--- SECTION DE TEXTE ---
----------------------------------------

Dossier
Complètement défait il y a 9 ans (en novembre 2013) après avoir été vaincu dans l’est du pays, le Mouvement du 23-Mars a refait parler de lui en mars 2022, en attaquant des positions de l’armée congolaise à Chanzu et à Runyonyi dans la nuit du 27 au 28 mars 2022. Cette renaissance est en partie liée aux promesses non tenues de Kinshasa mais surtout au rôle du Rwanda qui est fortement pointé du doigt en raison de sa la lutte d’influence avec l’Ouganda depuis vingt-cinq ans dans l’est du Congo.
Pourtant, dès son accession à la tête de la RDC, en janvier 2019, le président Félix Tshisekedi avait manifesté sa volonté de rapprochement avec le Rwanda, à contre-courant d’une large partie de l’opinion nationale qui considère l’État voisin comme belliqueux. N’hésitant pas à plusieurs reprises à désigner Paul Kagame comme son « frère », Tshisekedi avait notamment déclenché une vive polémique au Congo en s’affichant main dans la main avec le président rwandais lors d’une rencontre à Kigali en 2019. Matérialisé par la signature d’accords économiques en juin 2021.
Néanmoins, dès février 2022 suite à l'opération conjointe entre les FARDC et l'armée ougandaise contre les ADF, le président rwandais Paul Kagame avait brandi la menace d’une intervention militaire rwandaise sur le territoire congolais, sans l’autorisation de Kinshasa, pour combattre les forces hostiles telles que les FDLR. « Le problème que nous avons avec la RDC, et nous insistons, ce sont les FDLR et ceux qui cherchent à coaliser avec les ADF contre le Rwanda. Nous avons un temps pour observer, négocier, mais pour notre sécurité, on n’a pas besoin d’une autorisation pour intervenir », avait-il alors déclaré, avant de conclure : « Nous souhaitons la paix à tout le monde dans la région, mais quiconque nous souhaite la guerre, nous la lui donnons. Nous avons des professionnels formés pour cela. Le Rwanda est de petite taille, notre doctrine est d'aller combattre le feu à son origine; en territoire ennemi quand cela l’exige. Nous faisons ce que nous devons faire, avec ou sans le consentement des autres. »
Lors de l’ouverture de la 12e conférence diplomatique à Kinshasa, quelques jours après ces déclarations particulièrement mal perçues en RDC, Félix Tshisekedi avait rétorqué : « Il est irréaliste et improductif, voire suicidaire, pour un pays de notre sous-région de penser qu’il tirerait toujours des dividendes en entretenant des conflits ou des tensions avec ses voisins. »

----------------------------------------

--- EXTRAITS DE DONNÉES ---
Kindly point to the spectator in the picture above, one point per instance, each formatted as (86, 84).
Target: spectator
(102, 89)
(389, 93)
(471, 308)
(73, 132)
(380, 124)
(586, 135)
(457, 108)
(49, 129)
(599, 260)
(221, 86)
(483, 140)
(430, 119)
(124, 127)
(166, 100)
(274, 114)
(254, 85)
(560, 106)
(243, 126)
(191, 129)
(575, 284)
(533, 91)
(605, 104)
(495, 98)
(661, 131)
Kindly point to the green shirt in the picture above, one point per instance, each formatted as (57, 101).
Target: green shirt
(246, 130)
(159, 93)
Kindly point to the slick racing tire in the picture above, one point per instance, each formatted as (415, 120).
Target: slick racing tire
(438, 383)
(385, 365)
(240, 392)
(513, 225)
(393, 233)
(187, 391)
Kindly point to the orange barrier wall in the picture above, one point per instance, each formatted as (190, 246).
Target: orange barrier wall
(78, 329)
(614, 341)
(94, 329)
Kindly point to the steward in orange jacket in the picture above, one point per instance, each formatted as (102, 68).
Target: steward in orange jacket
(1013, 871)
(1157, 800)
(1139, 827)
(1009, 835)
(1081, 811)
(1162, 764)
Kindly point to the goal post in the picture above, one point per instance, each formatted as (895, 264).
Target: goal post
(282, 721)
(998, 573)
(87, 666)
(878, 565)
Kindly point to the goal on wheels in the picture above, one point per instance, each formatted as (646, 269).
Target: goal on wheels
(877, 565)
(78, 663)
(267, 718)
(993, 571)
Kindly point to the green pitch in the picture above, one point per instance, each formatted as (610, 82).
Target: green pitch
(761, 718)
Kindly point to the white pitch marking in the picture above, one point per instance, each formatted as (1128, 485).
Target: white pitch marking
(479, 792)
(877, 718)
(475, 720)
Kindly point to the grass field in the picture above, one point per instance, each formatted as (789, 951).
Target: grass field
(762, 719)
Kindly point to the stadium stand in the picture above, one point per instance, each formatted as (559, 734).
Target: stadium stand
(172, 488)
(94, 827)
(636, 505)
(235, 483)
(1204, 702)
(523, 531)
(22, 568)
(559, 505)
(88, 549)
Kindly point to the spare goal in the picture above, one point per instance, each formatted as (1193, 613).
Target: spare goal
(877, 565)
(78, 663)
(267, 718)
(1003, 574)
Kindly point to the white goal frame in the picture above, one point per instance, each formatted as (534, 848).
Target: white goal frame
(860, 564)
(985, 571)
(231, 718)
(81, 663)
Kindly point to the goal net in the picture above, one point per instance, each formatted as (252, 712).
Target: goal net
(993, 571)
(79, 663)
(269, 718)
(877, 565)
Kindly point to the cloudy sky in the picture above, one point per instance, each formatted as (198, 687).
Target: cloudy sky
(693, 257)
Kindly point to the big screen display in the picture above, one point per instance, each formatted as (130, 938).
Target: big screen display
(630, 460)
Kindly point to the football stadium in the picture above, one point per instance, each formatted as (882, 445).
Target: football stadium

----------------------------------------

--- EXERCICES À RÉALISER ---
**1.** Recopiez tel quel le passage du texte sur le M23 qui va de « Pourtant, dès son » jusqu'à « en juin 2021. ».
**2.** Remettez à l'échelle les lignes du listing, depuis celle qui contient « Kindly point to the white pitch », incluse, jusqu'à la fin du listing, en les recopiant toutes intégralement. Multipliez par 2,1 chaque coordonnée figurant dans les réponses, puis arrondissez-la à l'entier le plus proche, les moitiés vers le haut.

--- RÉPONSES SUCCESSIVES ---
**1.**
Pourtant, dès son accession à la tête de la RDC, en janvier 2019, le président Félix Tshisekedi avait manifesté sa volonté de rapprochement avec le Rwanda, à contre-courant d’une large partie de l’opinion nationale qui considère l’État voisin comme belliqueux. N’hésitant pas à plusieurs reprises à désigner Paul Kagame comme son « frère », Tshisekedi avait notamment déclenché une vive polémique au Congo en s’affichant main dans la main avec le président rwandais lors d’une rencontre à Kigali en 2019. Matérialisé par la signature d’accords économiques en juin 2021.

**2.**
Kindly point to the white pitch marking in the picture above, one point per instance, each formatted as (1128, 485).
Target: white pitch marking
(1006, 1663)
(1842, 1508)
(998, 1512)
Kindly point to the grass field in the picture above, one point per instance, each formatted as (789, 951).
Target: grass field
(1600, 1510)
Kindly point to the stadium stand in the picture above, one point per instance, each formatted as (559, 734).
Target: stadium stand
(361, 1025)
(197, 1737)
(1336, 1061)
(494, 1014)
(2528, 1474)
(1098, 1115)
(46, 1193)
(1174, 1061)
(185, 1153)
Kindly point to the spare goal in the picture above, one point per instance, each formatted as (1193, 613).
Target: spare goal
(1842, 1187)
(164, 1392)
(561, 1508)
(2106, 1205)
Kindly point to the white goal frame in the picture above, one point per instance, each formatted as (534, 848).
Target: white goal frame
(1806, 1184)
(2069, 1199)
(485, 1508)
(170, 1392)
Kindly point to the goal net in the picture above, one point per instance, each formatted as (252, 712).
Target: goal net
(2085, 1199)
(166, 1392)
(565, 1508)
(1842, 1187)
Kindly point to the cloudy sky in the picture above, one point per instance, each formatted as (198, 687).
Target: cloudy sky
(1455, 540)
Kindly point to the big screen display in the picture above, one point per instance, each formatted as (130, 938).
Target: big screen display
(1323, 966)
Kindly point to the football stadium in the picture above, one point per instance, each formatted as (882, 445).
Target: football stadium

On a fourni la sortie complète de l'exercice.